◆ Required work ◆
1 > In the dance review, how were the music and movement of the piece created?
2 > Rewrite the entries from the line containing "Could you please locate the face" down to the end of the entries, swapping "Keypoints" for "Points" and leaving everything else unchanged.

◆ Passage given ◆
This is an Irish dance, and yet simultaneously it is not. Butler’s style of dancing marks a distinct and obvious departure from the rigid formalities that accompany the Irish dance tradition – she uses her arms, she moves her pelvis, she flexes her spine. Perhaps Butler seeks to make a point as to the evolution of Irish dance and the way in which it has become something of a contradiction; a social, folk art form that has gradually become as formal and competitive a style of dance as ballroom. Her movements are mesmerising, at times fluid and languid, at others, more frantic and staccato-like. Every action is carefully considered, despite the casual, ad-hoc presentation, as could also be said of Martin’s accompanying music. Where Butler consumes space, Martin reinterprets silence.

Although it may be a dance with but a lone dancer, this work is very much a duet. The programme notes that the music and movement of the piece were created in congruence with one another through improvisation, allowing the two disciplines to take shape and come together organically. Butler writes of music as being the ‘very essence’ of Irish dance, for the steps would not – could not – exist without it. The connection between musician and dancer is central to the piece, and there is an intensity to sustained throughout. It takes form at various stages as a confrontation, sometimes a game, occasionally a seduction. There are moments of silence, and moments of still, the dialogue between Butler and Martin manifesting itself through an understated crescendo when the tables turn, through the simple act of Butler taking Martin’s cello from him and proceeding to tap the strings to produce a muted, gentle pizzicato, whilst he paces elsewhere. Then, order is restored, his cello is returned so that he might play again, and she starts again her dance.

The work is simple and yet complex. It is an oxymoron; an Irish dance that is not an Irish dance. This is an Irish dance, but it is also a very effective exploration of the interconnection between music and movement, movement and sound, sound and space, body and instrument, and ultimately, man and woman.

Records from a point labeling set:
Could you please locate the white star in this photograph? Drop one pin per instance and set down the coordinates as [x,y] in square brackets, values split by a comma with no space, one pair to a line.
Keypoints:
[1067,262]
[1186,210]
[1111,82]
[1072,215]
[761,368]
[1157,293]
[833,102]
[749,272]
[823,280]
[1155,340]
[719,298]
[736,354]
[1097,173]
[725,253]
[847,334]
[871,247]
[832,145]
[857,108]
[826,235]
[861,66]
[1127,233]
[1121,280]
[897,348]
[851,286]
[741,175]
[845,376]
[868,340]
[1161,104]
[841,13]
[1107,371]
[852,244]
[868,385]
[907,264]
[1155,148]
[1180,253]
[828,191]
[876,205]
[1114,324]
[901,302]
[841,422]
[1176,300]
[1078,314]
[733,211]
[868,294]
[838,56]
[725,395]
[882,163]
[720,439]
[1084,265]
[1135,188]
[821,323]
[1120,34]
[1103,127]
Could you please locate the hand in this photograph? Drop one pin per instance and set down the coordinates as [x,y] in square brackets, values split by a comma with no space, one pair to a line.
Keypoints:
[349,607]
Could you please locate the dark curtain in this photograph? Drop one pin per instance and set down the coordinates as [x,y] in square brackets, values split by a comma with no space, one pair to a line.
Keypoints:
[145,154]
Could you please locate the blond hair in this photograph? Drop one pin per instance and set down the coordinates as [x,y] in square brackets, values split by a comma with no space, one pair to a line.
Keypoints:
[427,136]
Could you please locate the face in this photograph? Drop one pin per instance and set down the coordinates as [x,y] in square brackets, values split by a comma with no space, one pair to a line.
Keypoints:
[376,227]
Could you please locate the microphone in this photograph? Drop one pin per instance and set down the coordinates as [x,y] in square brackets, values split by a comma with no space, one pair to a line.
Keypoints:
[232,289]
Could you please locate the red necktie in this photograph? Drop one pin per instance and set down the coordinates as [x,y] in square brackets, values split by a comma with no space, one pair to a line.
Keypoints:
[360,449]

◆ Answers for this exercise ◆
1 > They were created in congruence with one another through improvisation.

2 >
Could you please locate the face in this photograph? Drop one pin per instance and set down the coordinates as [x,y] in square brackets, values split by a comma with no space, one pair to a line.
Points:
[376,227]
Could you please locate the microphone in this photograph? Drop one pin per instance and set down the coordinates as [x,y] in square brackets, values split by a comma with no space, one pair to a line.
Points:
[232,289]
Could you please locate the red necktie in this photograph? Drop one pin per instance and set down the coordinates as [x,y] in square brackets, values split by a comma with no space, one pair to a line.
Points:
[360,449]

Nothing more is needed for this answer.